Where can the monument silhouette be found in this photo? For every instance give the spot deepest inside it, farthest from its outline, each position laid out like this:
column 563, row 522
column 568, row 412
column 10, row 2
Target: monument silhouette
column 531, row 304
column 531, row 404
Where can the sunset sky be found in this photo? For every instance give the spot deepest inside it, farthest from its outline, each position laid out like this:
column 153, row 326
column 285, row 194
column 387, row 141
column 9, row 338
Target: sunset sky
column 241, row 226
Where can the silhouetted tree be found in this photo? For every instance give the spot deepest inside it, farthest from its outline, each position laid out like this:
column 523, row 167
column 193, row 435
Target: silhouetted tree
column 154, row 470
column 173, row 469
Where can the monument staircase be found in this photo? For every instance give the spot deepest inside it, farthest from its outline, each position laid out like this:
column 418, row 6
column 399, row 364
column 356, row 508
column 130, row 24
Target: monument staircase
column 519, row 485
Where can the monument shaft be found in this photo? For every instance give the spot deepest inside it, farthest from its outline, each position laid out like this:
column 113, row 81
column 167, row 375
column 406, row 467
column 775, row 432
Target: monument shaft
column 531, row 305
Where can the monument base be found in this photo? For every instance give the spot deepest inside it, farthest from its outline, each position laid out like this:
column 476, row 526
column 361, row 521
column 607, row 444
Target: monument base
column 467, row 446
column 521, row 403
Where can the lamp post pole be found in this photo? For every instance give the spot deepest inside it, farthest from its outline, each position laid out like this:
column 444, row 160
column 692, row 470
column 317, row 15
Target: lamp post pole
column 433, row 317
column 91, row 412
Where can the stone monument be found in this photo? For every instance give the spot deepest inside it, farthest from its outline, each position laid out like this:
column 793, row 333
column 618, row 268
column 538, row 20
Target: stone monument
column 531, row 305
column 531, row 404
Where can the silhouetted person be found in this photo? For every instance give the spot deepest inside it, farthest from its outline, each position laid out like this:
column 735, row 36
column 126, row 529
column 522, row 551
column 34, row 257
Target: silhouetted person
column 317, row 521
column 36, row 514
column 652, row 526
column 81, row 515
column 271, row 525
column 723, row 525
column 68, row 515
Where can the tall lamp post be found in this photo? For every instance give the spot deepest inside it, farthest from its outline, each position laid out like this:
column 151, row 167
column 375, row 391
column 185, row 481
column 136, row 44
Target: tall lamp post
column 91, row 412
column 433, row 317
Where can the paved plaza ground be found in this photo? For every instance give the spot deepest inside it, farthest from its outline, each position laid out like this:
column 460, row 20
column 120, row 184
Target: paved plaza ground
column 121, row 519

### Work request:
Set down exactly the lines of the material above from the one with "column 151, row 167" through the end. Include both ends and nothing else.

### Answer box:
column 151, row 167
column 375, row 391
column 185, row 481
column 136, row 44
Target: tall lamp post
column 91, row 412
column 433, row 317
Where can the paved plaza ground be found in this photo? For every instance give the spot deepest inside it, farthest from its outline, each position laid out like this:
column 460, row 20
column 120, row 184
Target: paved plaza ground
column 121, row 519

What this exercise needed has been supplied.